● Request:
Copy the data below line for line without any changes, leaving out the pictures.

## START Data provided

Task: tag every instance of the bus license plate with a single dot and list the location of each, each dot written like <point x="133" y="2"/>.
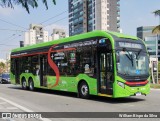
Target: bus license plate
<point x="138" y="94"/>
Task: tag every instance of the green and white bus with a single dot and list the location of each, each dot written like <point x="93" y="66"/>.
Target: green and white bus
<point x="96" y="63"/>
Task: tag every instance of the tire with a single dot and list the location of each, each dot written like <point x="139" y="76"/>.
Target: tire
<point x="83" y="90"/>
<point x="1" y="82"/>
<point x="24" y="84"/>
<point x="31" y="84"/>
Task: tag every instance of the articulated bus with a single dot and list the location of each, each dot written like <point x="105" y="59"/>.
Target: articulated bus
<point x="95" y="63"/>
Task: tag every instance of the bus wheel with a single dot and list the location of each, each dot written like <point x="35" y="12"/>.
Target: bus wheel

## END Data provided

● Solution for this exercise:
Task: tag every instance of the bus license plate with a single dot and list the location of each, each dot written like <point x="133" y="2"/>.
Target: bus license plate
<point x="138" y="94"/>
Task: tag every instance of the green and white bus with a single dot and list the location of each, each dot written like <point x="93" y="66"/>.
Target: green and white bus
<point x="96" y="63"/>
Task: tag every instance of the tire with a single dot and list the location of each, each dot written like <point x="139" y="76"/>.
Target: tire
<point x="83" y="90"/>
<point x="1" y="82"/>
<point x="24" y="84"/>
<point x="31" y="84"/>
Task: tag every instance of the articulated bus with a single dot and list the location of each, each dot written like <point x="105" y="59"/>.
Target: articulated bus
<point x="95" y="63"/>
Task: tag every instance of the bus wheel with a single dot and list the location of each, each dot written like <point x="35" y="12"/>.
Target: bus wheel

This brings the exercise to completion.